EXCERPTED TEXT:
"""
US President Barack Obama and Russian President Dmitry Medvedev signed a
new nuclear arms reduction treaty in Prague Castle shortly after noon on
Thursday. The treaty should replace the 1991 START treaty which expired in
December. It commits both sides to cutting by around 30 percent the number
of their nuclear warheads compared with a total agreed in 2002.
President Obama described the agreement as ‘historic,’ adding that it had stopped the drift in US-Russian relations. He said it would help to make the world safe and secure. President Medvedev said the deal marked a ‘new page’ in bilateral ties. The agreement has to be ratified by the US Senate and the Russian Parliament. President Obama said he would press for ratification this year.
Thursday’s signing comes almost exactly a year after President Obama outlined his policies on nuclear weapons in a speech in front of thousands of people at Prague Castle.
Zoologists from the Czech Republic, Sri Lanka and Australia have come to the conclusion that there are six types of rhino in the world, one more than previously thought. The expert team believes that the Northern White Rhino should be treated as a separate type, one of their number, Jan Robovský from the natural science faculty at the South Bohemian University, told the Czech Press Agency. He said there were so many differences with the type it used to be included with that it deserved to be set apart. Only around eight such Northern Whites are believed to exit in the world. Four were shipped out from a Czech zoo at the end of last year to a Kenya reservation in the hope they could be encouraged to breed.
"""
STUDY MATERIAL:
"""
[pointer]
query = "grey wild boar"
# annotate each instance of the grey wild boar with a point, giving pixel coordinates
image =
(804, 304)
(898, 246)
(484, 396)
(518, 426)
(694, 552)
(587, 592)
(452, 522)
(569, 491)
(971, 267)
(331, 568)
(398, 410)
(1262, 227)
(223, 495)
"""
"""
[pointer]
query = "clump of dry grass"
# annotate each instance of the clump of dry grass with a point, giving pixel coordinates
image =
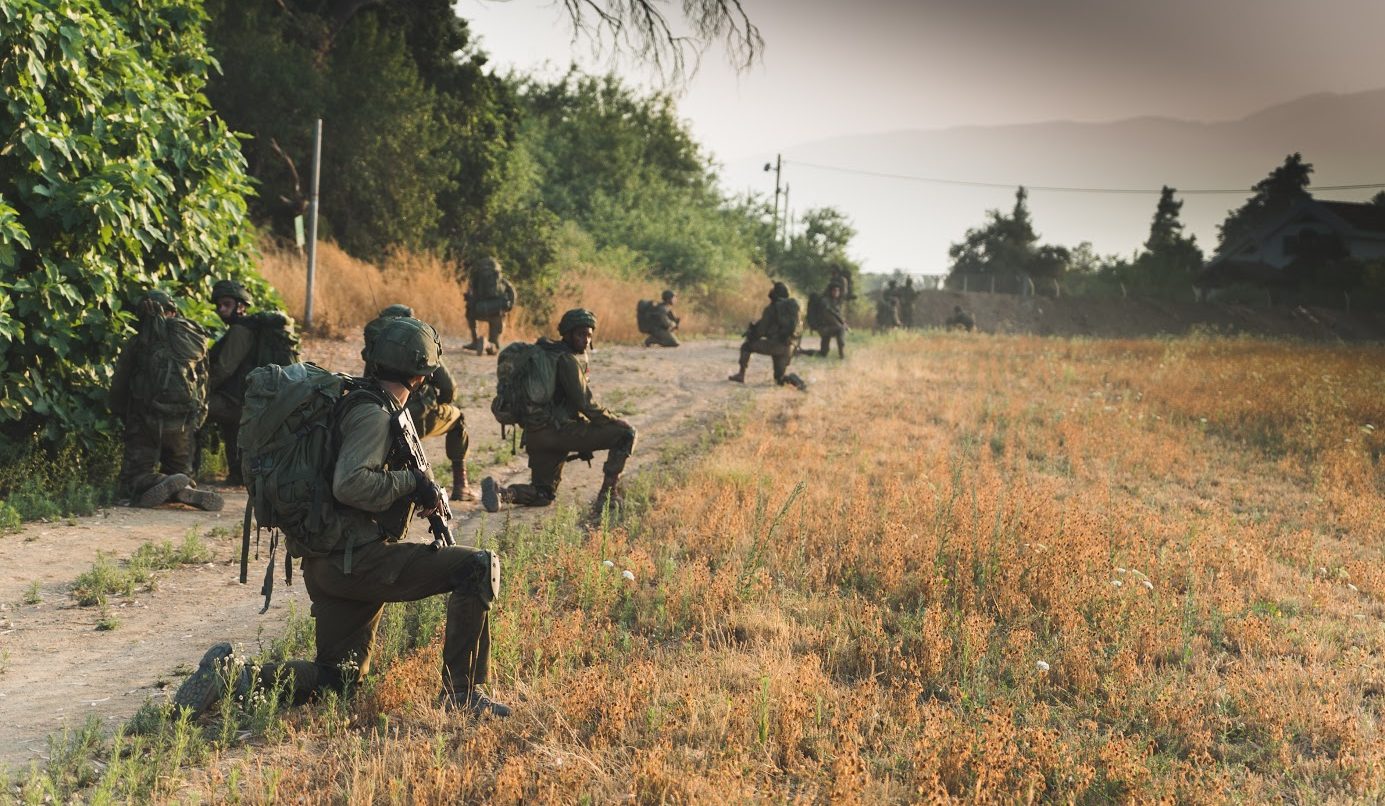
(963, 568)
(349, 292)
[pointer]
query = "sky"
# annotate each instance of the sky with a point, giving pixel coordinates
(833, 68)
"""
QUESTIONS:
(a) Using the news excerpt, decide whether each statement agrees with it: (i) the new treaty is meant to replace a treaty that expired in December; (ii) the agreement can take effect without approval by any legislature; (iii) four Northern White Rhinos were sent from a Czech zoo to a reservation in Kenya. For each, answer yes or no and quote the words that settle it.
(b) According to the news excerpt, why should the Northern White Rhino be treated as a separate type? Answer in one to three sentences.

LIST OF ANSWERS:
(a)
(i) Yes: "The treaty should replace the 1991 START treaty which expired in December."
(ii) No: "The agreement has to be ratified by the US Senate and the Russian Parliament."
(iii) Yes: "Four were shipped out from a Czech zoo at the end of last year to a Kenya reservation"

(b) Jan Robovský said the Northern White Rhino has so many differences from the type it used to be included with that it deserves to be set apart. The zoologists therefore count six types of rhino instead of the five previously thought.